Exercise directions:
Please copy every one of the rows below word for word, leaving each character unchanged.

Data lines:
***

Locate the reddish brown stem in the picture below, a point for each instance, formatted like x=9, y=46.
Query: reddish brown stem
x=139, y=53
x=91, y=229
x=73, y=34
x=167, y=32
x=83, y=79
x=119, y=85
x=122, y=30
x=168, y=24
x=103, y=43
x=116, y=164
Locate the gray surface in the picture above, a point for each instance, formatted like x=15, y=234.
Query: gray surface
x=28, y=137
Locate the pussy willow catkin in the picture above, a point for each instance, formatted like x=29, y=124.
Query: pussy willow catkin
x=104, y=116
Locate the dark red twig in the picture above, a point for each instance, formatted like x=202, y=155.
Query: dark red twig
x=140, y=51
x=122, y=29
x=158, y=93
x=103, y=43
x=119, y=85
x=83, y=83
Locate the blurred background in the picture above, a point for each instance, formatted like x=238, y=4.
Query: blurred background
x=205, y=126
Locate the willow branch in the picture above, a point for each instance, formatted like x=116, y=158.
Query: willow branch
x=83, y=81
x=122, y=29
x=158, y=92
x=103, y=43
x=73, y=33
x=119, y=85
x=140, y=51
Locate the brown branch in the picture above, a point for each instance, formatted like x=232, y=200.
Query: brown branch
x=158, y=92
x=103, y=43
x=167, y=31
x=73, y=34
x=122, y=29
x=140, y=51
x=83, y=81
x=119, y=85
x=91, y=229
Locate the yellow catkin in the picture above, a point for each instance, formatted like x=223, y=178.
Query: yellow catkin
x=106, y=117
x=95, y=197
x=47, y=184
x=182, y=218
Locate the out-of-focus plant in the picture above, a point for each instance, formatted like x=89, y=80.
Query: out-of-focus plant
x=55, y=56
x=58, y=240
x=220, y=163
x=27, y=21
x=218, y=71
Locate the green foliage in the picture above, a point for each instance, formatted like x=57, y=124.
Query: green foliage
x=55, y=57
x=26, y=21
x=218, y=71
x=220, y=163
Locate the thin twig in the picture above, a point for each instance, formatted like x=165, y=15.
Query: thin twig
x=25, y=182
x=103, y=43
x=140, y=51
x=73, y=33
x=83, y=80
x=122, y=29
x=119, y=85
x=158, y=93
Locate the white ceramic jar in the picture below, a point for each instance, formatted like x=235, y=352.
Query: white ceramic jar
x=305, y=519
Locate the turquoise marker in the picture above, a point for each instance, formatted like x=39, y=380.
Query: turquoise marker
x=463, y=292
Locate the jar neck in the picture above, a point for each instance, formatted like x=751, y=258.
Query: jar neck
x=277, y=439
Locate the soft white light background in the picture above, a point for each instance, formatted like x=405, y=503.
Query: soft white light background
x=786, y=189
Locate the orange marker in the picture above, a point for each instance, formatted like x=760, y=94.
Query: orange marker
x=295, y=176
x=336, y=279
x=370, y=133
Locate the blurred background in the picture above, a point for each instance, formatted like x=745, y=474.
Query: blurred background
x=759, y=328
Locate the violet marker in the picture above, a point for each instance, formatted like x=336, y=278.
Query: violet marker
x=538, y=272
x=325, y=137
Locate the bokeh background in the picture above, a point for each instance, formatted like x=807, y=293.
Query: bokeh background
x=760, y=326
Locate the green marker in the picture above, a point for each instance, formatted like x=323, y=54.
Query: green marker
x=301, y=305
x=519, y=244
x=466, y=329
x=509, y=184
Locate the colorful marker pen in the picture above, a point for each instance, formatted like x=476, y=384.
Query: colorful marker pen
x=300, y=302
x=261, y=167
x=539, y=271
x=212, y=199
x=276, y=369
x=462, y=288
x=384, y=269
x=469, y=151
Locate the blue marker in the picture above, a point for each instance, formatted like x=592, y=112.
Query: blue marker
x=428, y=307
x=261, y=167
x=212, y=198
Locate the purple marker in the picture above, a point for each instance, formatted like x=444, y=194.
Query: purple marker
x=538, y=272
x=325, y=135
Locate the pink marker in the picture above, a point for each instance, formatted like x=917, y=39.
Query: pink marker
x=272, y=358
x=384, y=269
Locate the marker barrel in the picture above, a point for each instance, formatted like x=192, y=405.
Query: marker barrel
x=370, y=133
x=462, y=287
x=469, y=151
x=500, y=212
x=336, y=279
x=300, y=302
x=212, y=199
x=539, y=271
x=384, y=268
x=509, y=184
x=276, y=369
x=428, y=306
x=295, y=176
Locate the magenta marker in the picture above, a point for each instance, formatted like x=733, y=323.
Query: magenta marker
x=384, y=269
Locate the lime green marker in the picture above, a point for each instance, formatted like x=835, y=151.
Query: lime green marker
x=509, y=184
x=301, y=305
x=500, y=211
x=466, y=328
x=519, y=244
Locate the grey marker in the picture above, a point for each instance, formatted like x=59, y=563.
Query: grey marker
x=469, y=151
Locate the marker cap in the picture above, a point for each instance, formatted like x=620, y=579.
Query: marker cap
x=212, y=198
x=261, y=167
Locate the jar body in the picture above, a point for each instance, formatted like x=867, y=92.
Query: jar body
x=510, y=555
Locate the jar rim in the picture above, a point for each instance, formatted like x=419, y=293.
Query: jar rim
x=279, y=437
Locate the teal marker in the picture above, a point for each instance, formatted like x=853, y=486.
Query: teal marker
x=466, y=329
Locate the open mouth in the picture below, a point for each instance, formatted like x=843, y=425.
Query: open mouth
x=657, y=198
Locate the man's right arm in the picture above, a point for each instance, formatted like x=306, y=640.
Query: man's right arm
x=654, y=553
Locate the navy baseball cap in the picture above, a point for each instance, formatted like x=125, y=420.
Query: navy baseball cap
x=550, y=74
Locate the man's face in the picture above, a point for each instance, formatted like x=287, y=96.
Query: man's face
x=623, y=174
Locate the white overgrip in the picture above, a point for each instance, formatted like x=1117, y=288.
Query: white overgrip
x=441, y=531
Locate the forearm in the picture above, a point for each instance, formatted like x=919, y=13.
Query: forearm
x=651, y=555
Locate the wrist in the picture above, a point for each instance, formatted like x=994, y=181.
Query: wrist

***

Expected output:
Locate the reddish brown stem in the picture below, a point for each instance, formatted like x=9, y=46.
Query: reddish brown stem
x=139, y=53
x=91, y=229
x=73, y=34
x=167, y=32
x=83, y=79
x=119, y=85
x=122, y=30
x=168, y=24
x=103, y=43
x=116, y=164
Locate the gray surface in the picture above, a point for each instance, formatted like x=15, y=234.
Query: gray surface
x=28, y=137
Locate the pussy willow catkin in the picture above, a point for each instance, formatted like x=29, y=124.
Query: pussy willow catkin
x=104, y=116
Locate the dark red twig in the picture above, a point for each instance, formatted like x=202, y=155.
Query: dark red twig
x=140, y=51
x=122, y=29
x=158, y=93
x=103, y=43
x=119, y=85
x=83, y=83
Locate the blurred background in the picture above, a point for each instance, formatted like x=238, y=4.
Query: blurred background
x=205, y=126
Locate the willow branch in the picture above, a point for each instance, formatted like x=116, y=158.
Query: willow branch
x=83, y=81
x=122, y=29
x=158, y=92
x=103, y=43
x=73, y=33
x=119, y=85
x=140, y=51
Locate the brown branch in the picture above, a point for each instance, formatted like x=232, y=200.
Query: brown branch
x=158, y=92
x=103, y=43
x=167, y=31
x=73, y=34
x=122, y=29
x=140, y=51
x=83, y=81
x=119, y=85
x=91, y=229
Locate the yellow catkin in the picture above, a point for each instance, formatted like x=223, y=178.
Query: yellow catkin
x=106, y=117
x=95, y=197
x=47, y=184
x=182, y=218
Locate the out-of-focus plant in the picture above, a point for each instance, formatted like x=89, y=80.
Query: out-of-focus plant
x=55, y=56
x=58, y=240
x=220, y=163
x=27, y=21
x=218, y=71
Locate the green foliage in the picture above, a point for each instance, formatted like x=57, y=124.
Query: green foliage
x=55, y=57
x=26, y=21
x=218, y=71
x=220, y=163
Locate the thin twig in the picture above, a point for each instance, formatted like x=165, y=15.
Query: thin twig
x=25, y=182
x=103, y=43
x=140, y=51
x=73, y=33
x=83, y=80
x=122, y=29
x=119, y=85
x=158, y=93
Locate the white ceramic jar in the picture below, a point for each instance, formatted like x=235, y=352.
Query: white ceramic jar
x=305, y=519
Locate the turquoise marker in the picture above, a point for each instance, formatted like x=39, y=380.
Query: turquoise marker
x=463, y=292
Locate the jar neck in the picture above, a point for each instance, formatted like x=751, y=258.
Query: jar neck
x=277, y=439
Locate the soft white light background in the picture above, a point for each instance, formatted like x=405, y=503.
Query: soft white light background
x=786, y=189
Locate the orange marker in the picture above, a point for each instance, formatted like x=760, y=94.
Query: orange marker
x=295, y=176
x=336, y=279
x=370, y=133
Locate the blurred background in the picture above, a point for each instance, formatted like x=745, y=474.
Query: blurred background
x=759, y=328
Locate the violet marker in the picture above, a point for each instance, formatted like x=336, y=278.
Query: violet marker
x=538, y=272
x=325, y=137
Locate the bokeh background in the picture above, a point for each instance, formatted like x=807, y=293.
Query: bokeh background
x=760, y=326
Locate the green marker in the picture above, a point for each instance, formatted like x=323, y=54.
Query: green marker
x=301, y=305
x=519, y=244
x=466, y=329
x=509, y=184
Locate the colorful marker pen in the picture above, a point for each instance, formatted like x=476, y=384.
Query: colorful marker pen
x=300, y=302
x=261, y=167
x=539, y=271
x=212, y=199
x=276, y=369
x=462, y=288
x=384, y=269
x=469, y=151
Locate the blue marker in the picture above, a point for each instance, formatted like x=592, y=112.
Query: blue marker
x=428, y=307
x=261, y=167
x=212, y=198
Locate the purple marker in the picture above, a point for each instance, formatted like x=444, y=194.
Query: purple marker
x=538, y=272
x=325, y=135
Locate the pink marker in the picture above, a point for each instance, formatted like x=917, y=39.
Query: pink marker
x=272, y=358
x=384, y=269
Locate the marker barrel in the picture above, a point for each instance, formatted like x=192, y=405.
Query: marker barrel
x=370, y=133
x=462, y=287
x=469, y=151
x=500, y=212
x=336, y=279
x=300, y=302
x=212, y=199
x=539, y=271
x=384, y=268
x=509, y=184
x=276, y=369
x=428, y=306
x=295, y=176
Locate the magenta marker in the picture above, a point for each instance, formatted like x=733, y=323.
Query: magenta marker
x=384, y=269
Locate the lime green marker in the picture above, a point for each instance, formatted like x=835, y=151.
Query: lime green marker
x=509, y=184
x=301, y=305
x=500, y=211
x=466, y=328
x=519, y=244
Locate the grey marker in the picture above, a point for each instance, formatted like x=59, y=563.
Query: grey marker
x=469, y=151
Locate the marker cap in the picture above, a point for each instance, formatted like x=620, y=579.
Query: marker cap
x=212, y=198
x=261, y=167
Locate the jar body in the picture above, a point for each instance, formatted like x=867, y=92.
Query: jar body
x=510, y=555
Locate the jar rim in the picture above, a point for each instance, formatted like x=419, y=293.
Query: jar rim
x=279, y=437
Locate the teal marker in the picture above, a point for each instance, formatted like x=853, y=486.
Query: teal marker
x=466, y=329
Locate the open mouth in the picture below, a point for each instance, formatted like x=843, y=425.
Query: open mouth
x=657, y=198
Locate the man's right arm in the picture above, a point for each instance, formatted like x=306, y=640.
Query: man's right arm
x=654, y=553
Locate the navy baseball cap in the picture above, a point for each instance, formatted like x=125, y=420.
Query: navy baseball cap
x=550, y=74
Locate the man's face in the picture above, a point for each instance, formatted like x=287, y=96.
Query: man's face
x=623, y=174
Locate the white overgrip in the picture above, a point for each instance, formatted like x=1117, y=288.
Query: white overgrip
x=441, y=531
Locate the forearm in the picture above, a point for each instance, formatted like x=919, y=13.
Query: forearm
x=651, y=555
Locate the wrist in the picture above, a point for each instance, formatted like x=994, y=181.
Query: wrist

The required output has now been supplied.